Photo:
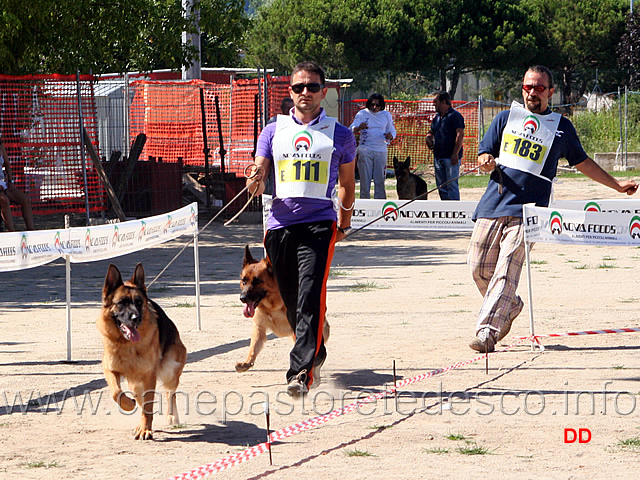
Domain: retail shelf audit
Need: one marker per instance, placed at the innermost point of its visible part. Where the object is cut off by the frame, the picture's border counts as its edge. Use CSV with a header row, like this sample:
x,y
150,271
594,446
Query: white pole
x,y
197,273
68,289
527,247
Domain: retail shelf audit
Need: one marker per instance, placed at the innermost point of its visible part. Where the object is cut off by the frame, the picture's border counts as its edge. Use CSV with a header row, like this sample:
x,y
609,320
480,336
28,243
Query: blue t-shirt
x,y
444,131
290,211
520,187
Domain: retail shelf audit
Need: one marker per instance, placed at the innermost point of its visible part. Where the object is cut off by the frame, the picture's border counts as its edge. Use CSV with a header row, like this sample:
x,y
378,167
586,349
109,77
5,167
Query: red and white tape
x,y
536,338
253,452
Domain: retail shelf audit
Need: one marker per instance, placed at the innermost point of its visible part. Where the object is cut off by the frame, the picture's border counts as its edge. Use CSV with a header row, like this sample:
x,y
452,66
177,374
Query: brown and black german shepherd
x,y
262,302
409,185
141,344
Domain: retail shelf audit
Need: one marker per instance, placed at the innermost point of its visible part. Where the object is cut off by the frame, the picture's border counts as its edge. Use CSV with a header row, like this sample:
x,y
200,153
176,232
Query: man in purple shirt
x,y
308,153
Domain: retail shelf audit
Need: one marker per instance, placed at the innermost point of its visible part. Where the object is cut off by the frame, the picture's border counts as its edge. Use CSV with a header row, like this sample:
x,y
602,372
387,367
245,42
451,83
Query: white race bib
x,y
302,157
527,139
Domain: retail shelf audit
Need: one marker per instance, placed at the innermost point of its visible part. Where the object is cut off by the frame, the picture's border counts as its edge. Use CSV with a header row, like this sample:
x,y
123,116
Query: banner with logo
x,y
445,215
626,205
587,226
19,250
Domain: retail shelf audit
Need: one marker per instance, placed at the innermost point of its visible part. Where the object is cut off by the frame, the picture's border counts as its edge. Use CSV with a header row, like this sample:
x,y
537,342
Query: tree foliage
x,y
403,35
578,36
629,49
64,36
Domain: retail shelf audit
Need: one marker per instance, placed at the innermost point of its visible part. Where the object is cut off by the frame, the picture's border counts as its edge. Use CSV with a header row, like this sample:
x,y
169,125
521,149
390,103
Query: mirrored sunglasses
x,y
311,87
537,88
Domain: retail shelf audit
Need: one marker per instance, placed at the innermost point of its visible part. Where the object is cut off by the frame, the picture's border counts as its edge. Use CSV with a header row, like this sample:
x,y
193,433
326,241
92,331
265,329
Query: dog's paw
x,y
173,420
126,402
142,433
243,366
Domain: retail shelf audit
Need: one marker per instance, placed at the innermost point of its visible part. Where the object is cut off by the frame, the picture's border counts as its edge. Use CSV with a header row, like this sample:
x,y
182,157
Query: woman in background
x,y
376,129
9,193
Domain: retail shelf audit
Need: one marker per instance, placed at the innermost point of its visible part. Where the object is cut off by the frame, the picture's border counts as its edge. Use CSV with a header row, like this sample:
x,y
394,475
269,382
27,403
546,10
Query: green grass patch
x,y
629,300
185,305
474,449
358,453
607,265
379,427
338,273
365,286
437,450
633,442
42,465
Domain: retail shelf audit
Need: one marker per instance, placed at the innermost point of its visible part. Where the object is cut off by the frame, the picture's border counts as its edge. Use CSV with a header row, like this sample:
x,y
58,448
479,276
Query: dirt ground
x,y
394,298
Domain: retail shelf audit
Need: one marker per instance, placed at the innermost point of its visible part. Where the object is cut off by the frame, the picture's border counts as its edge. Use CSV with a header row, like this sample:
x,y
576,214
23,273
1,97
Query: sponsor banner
x,y
592,227
19,250
447,215
607,205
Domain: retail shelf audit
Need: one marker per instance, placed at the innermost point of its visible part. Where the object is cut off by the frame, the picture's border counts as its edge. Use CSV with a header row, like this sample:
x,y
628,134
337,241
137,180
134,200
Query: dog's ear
x,y
269,266
112,281
138,278
247,257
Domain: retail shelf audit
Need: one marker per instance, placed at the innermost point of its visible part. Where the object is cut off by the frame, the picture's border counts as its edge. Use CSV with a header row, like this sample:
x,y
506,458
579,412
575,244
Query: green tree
x,y
578,36
102,36
471,35
347,35
450,36
629,49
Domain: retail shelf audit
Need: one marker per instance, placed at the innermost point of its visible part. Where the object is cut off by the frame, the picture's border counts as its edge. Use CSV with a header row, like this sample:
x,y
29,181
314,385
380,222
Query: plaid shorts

++++++++

[WHAT YOU NEED TO DO] Reproduce, word for word, everything in the listing above except the pictures.

[SOLVED PROBLEM]
Photo:
Domain: retail shelf audit
Need: one marker per instance, placed at the innermost point of its visible part. Where the object is cut off by the frame, the picture's border counts as its edge. Use CSV with a header row, like this sample:
x,y
150,271
594,446
Query: white pole
x,y
197,273
68,289
527,247
Domain: retail shelf audit
Need: one marker per instance, placed at the innermost point of its visible part. Where the object is cut off by the frame, the picture's border counts as its edge. Use CSV with a header row, like this sample:
x,y
609,320
480,336
28,243
Query: blue t-shirt
x,y
444,131
290,211
520,187
Domain: retail shelf audit
Need: one marker per instance, placed at the innermost point of its visible part. Where the object is cut off by the frame, the picture's border counts as its edge. Use CSV with a header row, like this sample:
x,y
378,167
586,349
109,77
5,167
Query: red and white tape
x,y
536,338
253,452
Domain: retail shelf audit
Need: one marker per instance, placed at the innermost point of its visible part. Where the object is cut off by the frame, the picture's border counts as its edge. Use CSV with a header row, like this sample:
x,y
452,66
177,374
Query: brown and black german shepherd
x,y
262,302
409,185
141,344
Domain: retail shelf audit
Need: one marker per instance, placed at the innermost point of its visible part. Where the object is cut off by the frame, the picture's border counts as its edge. Use CSV with a header row, like this sample:
x,y
200,153
176,232
Query: man in purple shirt
x,y
308,153
Domain: retail shelf audit
Need: one marker per instance, placed at the innermost point of its visible part. Where the object is cut off by the frame, the picture's border counts as its edge. Use CSV with a header row, like this sample:
x,y
602,372
387,367
245,42
451,83
Query: white race bib
x,y
302,157
527,139
Domain: retail shelf audit
Need: one marker per instance, placed at the innermost point of its visible part. Where the object is cut off by the frame, the picture's border counts as its edge. Use CSV with a header row, like this sample:
x,y
123,116
Query: banner with logo
x,y
445,215
626,205
587,226
19,250
Domain: retail shelf audit
Need: one marker per instance, placed at the innermost point of its visible part. Where the object is cut off by the frame, the picture's border counts as its edge. Use CSV with a header row, like this sample:
x,y
537,342
Query: tree foliage
x,y
403,35
578,36
629,49
64,36
Domain: retail shelf audit
Need: one marker per instance, placed at the innermost point of its visible part. Where the object is cut off by the frame, the picture's border counts as its edge. Use CSV with a header row, like this sample:
x,y
169,125
521,149
390,103
Query: mirrored sunglasses
x,y
311,87
537,88
Domain: retail shelf audit
Need: one marker per instance, placed at the innermost point of its visible part. Where the object is cut off by the frame, the picture's border counts as its edge. Use CSV with a header row, like this sample:
x,y
193,433
326,241
92,331
265,329
Query: dog's paw
x,y
173,420
126,402
142,433
243,366
Domain: retail shelf audit
Need: one marker per instance, placed at the innermost point of its visible part. Where the object is cut off by the frame, the picture's border counts as its edge. Use CSV with a header row, like this sample:
x,y
182,157
Query: woman in background
x,y
376,129
9,193
Domain: retail shelf audit
Need: one marker per instance, placed at the innermost point of its visible part. Where the object is cut off by the frame, the picture's border counts as its edge. Use CSV with a header row, like this sample:
x,y
394,475
269,382
27,403
546,10
Query: green grass patch
x,y
629,300
185,305
474,449
358,453
607,265
379,427
338,273
365,286
437,450
633,442
42,465
Domain: retail shelf audit
Need: one marker per instance, placed at the innermost point of its visible part. Where the object is cut off by the frame, the picture's border counts as its edge. Use CSV with a header row, like this sample:
x,y
58,448
479,276
Query: dirt ground
x,y
394,298
Domain: retail shelf audit
Need: one marker per instance, placed at the innermost point of its visible part. Where the object is cut off by the frame, the picture's border counts as its edge. Use CSV with a header row, like this sample:
x,y
576,214
23,273
1,97
Query: sponsor banner
x,y
592,227
19,250
447,215
607,205
Domain: retail shelf audit
Need: one marker per instance, placed at the innermost point of its visible part. Where the object is cut off by the frame, the picture's border counts as its edge. Use CSV with a header row, like this sample:
x,y
628,134
337,241
137,180
134,200
Query: dog's ear
x,y
269,266
112,281
138,278
247,257
Domain: retail shelf audit
Need: one marker per instance, placed at the innermost point of its visible part. Where the object is cut off by the frame, the picture's border counts as its edge. Use CSV with a header row, like this sample:
x,y
506,458
579,412
575,244
Query: green tree
x,y
578,36
102,36
471,35
347,35
450,36
629,49
Domain: retail shelf audit
Need: one marker per instance, placed at the innermost point of its visible part. Where the object is cut off by the frame, the picture's border counts as its edge. Use CSV with a header row, like this sample:
x,y
29,181
314,385
380,222
Query: plaid shorts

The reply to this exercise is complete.